# Task details:
Check every line of the material below for the string "Category", and return the ones that have it.

================================

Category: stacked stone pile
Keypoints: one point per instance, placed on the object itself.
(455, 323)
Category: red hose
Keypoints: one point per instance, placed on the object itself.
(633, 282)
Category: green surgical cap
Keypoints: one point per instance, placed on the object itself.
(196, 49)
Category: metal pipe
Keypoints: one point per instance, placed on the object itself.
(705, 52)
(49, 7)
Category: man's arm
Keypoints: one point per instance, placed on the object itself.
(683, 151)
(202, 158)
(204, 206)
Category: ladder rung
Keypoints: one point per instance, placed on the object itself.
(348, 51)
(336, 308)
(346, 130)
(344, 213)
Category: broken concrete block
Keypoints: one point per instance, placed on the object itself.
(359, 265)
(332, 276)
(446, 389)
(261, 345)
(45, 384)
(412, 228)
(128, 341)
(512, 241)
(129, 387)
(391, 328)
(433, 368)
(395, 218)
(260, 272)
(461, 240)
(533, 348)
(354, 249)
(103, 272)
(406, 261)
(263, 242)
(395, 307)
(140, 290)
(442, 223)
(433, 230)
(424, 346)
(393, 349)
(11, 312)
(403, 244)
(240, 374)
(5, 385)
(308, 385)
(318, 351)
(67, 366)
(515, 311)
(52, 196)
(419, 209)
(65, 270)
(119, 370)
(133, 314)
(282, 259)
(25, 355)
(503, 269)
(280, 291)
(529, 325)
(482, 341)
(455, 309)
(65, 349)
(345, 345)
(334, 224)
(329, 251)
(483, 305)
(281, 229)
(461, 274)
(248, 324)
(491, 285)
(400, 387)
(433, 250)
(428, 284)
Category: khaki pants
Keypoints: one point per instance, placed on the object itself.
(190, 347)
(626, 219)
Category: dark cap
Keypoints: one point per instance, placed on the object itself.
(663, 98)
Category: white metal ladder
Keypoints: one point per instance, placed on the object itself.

================================

# Response to the exercise:
Category: stacked stone pile
Category: red hose
Category: green surgical cap
Category: metal pipe
Category: man's arm
Category: ladder rung
Category: broken concrete block
Category: khaki pants
Category: dark cap
Category: white metal ladder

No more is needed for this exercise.